*WRITTEN INSTRUCTION 1*:
Reproduce the forum thread excerpt on processor overclocking without any changes.
*WRITTEN INSTRUCTION 2*:
Rewrite the records with every occurrence of "dot" replaced by "marker" and all other content unchanged. Omit the pictures from your response.

*EXCERPT PROVIDED*:
Originally Posted by *chatch15117* 
moar voltage

LOL I think he has found his limit :/ I blame that motherboard.

Quote:


Originally Posted by *redhat_ownage* 
lol i see what you did there









I don't know what you're talkin bout Willis


----------



## GanjaSMK

Yes, indeed. I too blame the board. Anyone wanna buy it?









Oh well I think 3.7/2385 is decent @ 1.4375. I was so close to 1.5 before I was worried about 24/7 use. I may see if I can do 3.8+ @ 1.4625 later.

Definitely board restricted.


----------



## civilian_pr0ject

I'm wondering just how far i can get on this processor but the biggest danger for me is that i can not monitor my temps as they are completely fubar with the cores having been unlocked...
for a while i had 3.8 ghz runing like butter, even after hours of bad company 2, but i came home and within minutes of web browsing i had a BSOD, so back down to 3.7ghz for now.

*GIVEN ENTRIES*:

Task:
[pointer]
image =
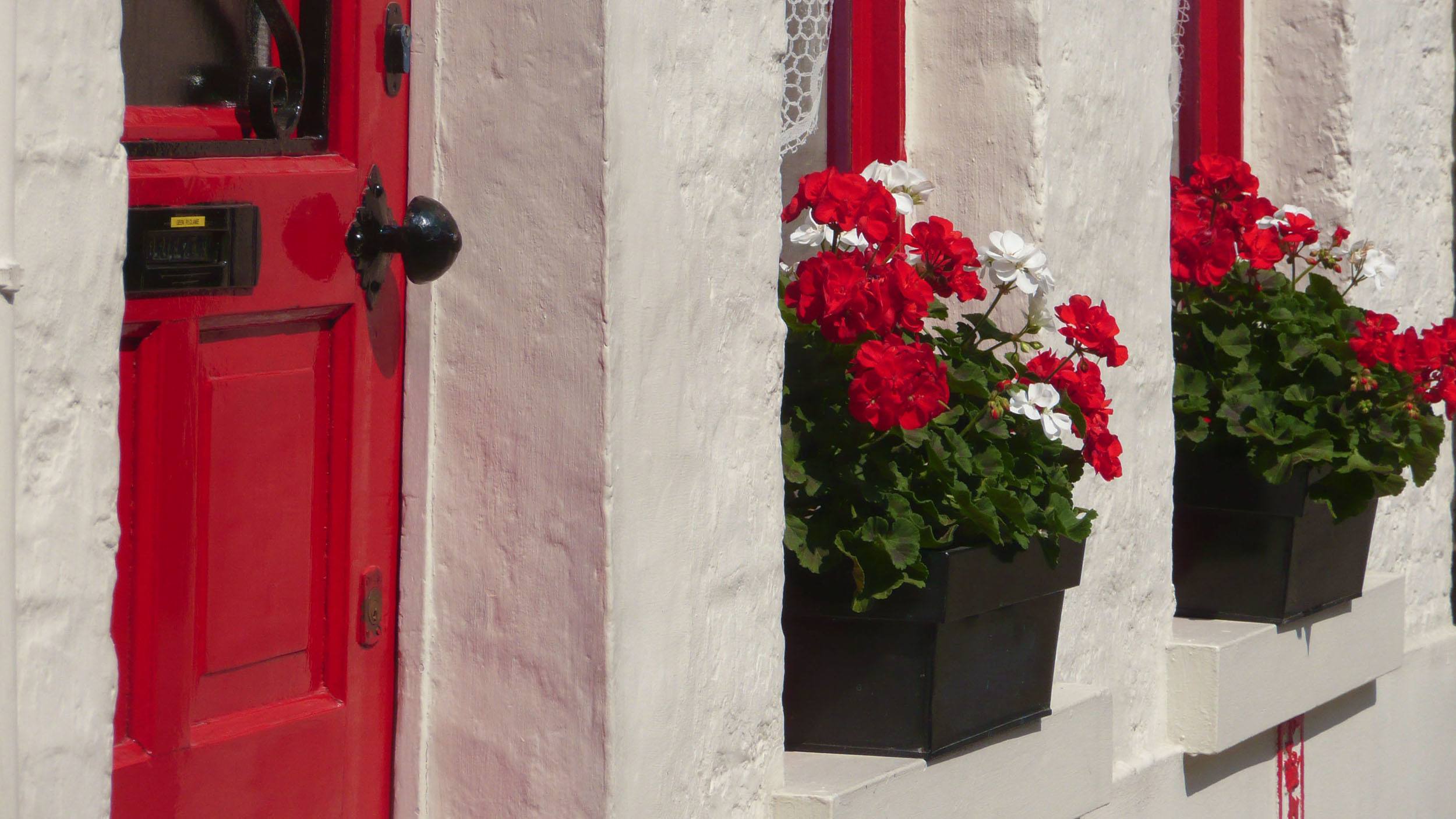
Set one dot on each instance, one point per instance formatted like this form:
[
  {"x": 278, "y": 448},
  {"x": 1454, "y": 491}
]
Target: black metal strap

*EXERCISE RESULT 1*:
Originally Posted by *chatch15117* 
moar voltage

LOL I think he has found his limit :/ I blame that motherboard.

Quote:


Originally Posted by *redhat_ownage* 
lol i see what you did there









I don't know what you're talkin bout Willis


----------



## GanjaSMK

Yes, indeed. I too blame the board. Anyone wanna buy it?









Oh well I think 3.7/2385 is decent @ 1.4375. I was so close to 1.5 before I was worried about 24/7 use. I may see if I can do 3.8+ @ 1.4625 later.

Definitely board restricted.


----------



## civilian_pr0ject

I'm wondering just how far i can get on this processor but the biggest danger for me is that i can not monitor my temps as they are completely fubar with the cores having been unlocked...
for a while i had 3.8 ghz runing like butter, even after hours of bad company 2, but i came home and within minutes of web browsing i had a BSOD, so back down to 3.7ghz for now.

*EXERCISE RESULT 2*:
Task:
[pointer]
image =
Set one marker on each instance, one point per instance formatted like this form:
[
  {"x": 278, "y": 448},
  {"x": 1454, "y": 491}
]
Target: black metal strap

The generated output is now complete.